Humans are of course mammals, not fish. The existence of a minuscule number of people born intersex (who are not of course transgender) doesn’t alter the fact that 99.9 per cent of humans are born male or female.

Humans are a binary species. We are not hermaphrodites. Sexual differentiation is the basis of human reproduction. That this needs to be said is a shocking reflection on the intellectual integrity of the left. Many supposedly sensible people have been morally coerced into accepting something they know to be untrue. It is deeply worrying.

Most SNP politicians know that transgender ideology is nonsense. They keep quiet partly because of fear of Britain’s onerous hate speech laws.

It has been left to genuinely courageous women like Joan McAlpine MSP and Joanna Cherry, MP, to fight for reason. For doing so they have been the target of astonishing abuse on social media, and from the trans activists embedded in the SNP.

-*-*-

▸ **STATED PROBLEM**
Retype the passage about sex and transgender politics, starting with "Humans are of" and going on through "male or female.". The records that come next are separate material, unrelated to the passage.

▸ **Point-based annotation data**
-*-*-

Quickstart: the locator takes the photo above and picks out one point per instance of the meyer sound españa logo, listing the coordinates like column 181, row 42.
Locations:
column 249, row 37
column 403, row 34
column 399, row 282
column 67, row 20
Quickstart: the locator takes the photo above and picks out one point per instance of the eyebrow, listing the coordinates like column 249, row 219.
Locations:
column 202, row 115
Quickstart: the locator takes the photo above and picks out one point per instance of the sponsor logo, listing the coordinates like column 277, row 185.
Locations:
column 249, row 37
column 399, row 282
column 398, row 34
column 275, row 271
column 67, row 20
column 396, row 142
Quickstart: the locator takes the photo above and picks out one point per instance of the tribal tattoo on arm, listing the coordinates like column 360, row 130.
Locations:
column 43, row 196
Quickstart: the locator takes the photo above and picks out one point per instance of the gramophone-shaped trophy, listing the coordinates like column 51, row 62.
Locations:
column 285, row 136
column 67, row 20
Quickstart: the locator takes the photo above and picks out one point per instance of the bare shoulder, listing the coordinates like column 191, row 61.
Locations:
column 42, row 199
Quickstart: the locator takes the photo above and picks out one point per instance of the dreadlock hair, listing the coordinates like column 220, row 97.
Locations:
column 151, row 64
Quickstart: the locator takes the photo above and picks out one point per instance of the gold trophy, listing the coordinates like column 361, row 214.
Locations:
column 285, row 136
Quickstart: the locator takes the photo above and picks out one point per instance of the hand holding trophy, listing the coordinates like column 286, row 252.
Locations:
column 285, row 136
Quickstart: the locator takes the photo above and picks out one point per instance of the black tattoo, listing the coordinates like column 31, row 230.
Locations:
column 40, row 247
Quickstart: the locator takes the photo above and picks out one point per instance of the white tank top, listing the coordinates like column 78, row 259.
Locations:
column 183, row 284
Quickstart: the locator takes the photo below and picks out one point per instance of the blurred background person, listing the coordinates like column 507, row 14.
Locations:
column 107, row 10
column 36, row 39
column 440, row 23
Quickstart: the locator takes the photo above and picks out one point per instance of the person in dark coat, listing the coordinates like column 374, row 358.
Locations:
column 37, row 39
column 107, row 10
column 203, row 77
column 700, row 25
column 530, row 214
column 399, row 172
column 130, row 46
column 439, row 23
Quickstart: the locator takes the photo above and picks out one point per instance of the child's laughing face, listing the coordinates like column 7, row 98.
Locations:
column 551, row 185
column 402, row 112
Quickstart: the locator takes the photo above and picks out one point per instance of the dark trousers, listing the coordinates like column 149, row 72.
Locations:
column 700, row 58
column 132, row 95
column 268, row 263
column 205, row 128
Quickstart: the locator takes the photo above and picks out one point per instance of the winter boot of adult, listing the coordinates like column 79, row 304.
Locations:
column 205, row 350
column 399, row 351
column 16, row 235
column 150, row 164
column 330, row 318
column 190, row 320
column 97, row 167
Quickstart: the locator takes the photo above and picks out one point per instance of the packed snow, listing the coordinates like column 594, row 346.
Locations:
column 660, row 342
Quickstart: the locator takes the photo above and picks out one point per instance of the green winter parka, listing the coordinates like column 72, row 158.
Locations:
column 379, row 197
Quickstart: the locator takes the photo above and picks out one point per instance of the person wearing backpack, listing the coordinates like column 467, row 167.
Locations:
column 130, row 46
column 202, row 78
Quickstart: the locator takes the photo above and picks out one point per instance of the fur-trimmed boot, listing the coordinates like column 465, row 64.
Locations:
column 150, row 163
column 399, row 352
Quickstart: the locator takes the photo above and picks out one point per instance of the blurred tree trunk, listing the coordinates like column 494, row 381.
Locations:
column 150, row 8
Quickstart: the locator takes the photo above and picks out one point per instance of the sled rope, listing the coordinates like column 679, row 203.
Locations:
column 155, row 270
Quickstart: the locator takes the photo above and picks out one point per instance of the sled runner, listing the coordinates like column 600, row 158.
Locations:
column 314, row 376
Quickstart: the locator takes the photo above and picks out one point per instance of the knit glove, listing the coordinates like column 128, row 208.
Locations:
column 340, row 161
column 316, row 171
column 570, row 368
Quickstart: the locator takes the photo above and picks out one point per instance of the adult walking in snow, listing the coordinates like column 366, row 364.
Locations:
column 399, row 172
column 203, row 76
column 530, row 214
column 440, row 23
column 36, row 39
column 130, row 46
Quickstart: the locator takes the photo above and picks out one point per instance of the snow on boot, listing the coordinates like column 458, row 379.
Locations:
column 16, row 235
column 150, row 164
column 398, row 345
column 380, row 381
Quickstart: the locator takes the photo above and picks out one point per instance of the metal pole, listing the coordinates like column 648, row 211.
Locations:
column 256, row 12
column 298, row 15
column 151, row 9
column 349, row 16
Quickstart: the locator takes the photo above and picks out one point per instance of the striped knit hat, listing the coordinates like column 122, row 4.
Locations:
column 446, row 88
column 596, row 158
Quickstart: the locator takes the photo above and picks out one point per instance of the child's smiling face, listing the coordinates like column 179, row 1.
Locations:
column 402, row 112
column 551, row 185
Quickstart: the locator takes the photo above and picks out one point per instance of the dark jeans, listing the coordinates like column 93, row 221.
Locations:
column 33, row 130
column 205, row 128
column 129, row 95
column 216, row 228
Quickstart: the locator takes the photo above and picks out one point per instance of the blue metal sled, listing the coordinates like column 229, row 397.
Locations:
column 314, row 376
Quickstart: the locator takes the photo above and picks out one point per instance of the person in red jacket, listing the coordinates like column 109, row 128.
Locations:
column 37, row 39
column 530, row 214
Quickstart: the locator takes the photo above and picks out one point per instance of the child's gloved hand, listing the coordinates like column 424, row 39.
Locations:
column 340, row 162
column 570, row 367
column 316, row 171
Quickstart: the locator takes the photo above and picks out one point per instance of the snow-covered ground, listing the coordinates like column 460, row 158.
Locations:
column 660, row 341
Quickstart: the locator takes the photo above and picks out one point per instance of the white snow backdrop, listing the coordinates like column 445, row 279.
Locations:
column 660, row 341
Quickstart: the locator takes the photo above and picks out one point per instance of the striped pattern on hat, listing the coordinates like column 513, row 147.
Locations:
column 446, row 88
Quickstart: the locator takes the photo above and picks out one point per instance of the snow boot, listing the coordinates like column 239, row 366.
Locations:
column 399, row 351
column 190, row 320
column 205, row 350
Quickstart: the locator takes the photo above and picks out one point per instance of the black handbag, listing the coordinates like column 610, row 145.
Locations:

-*-*-

▸ **EXERCISE SOLUTION**
Humans are of course mammals, not fish. The existence of a minuscule number of people born intersex (who are not of course transgender) doesn’t alter the fact that 99.9 per cent of humans are born male or female.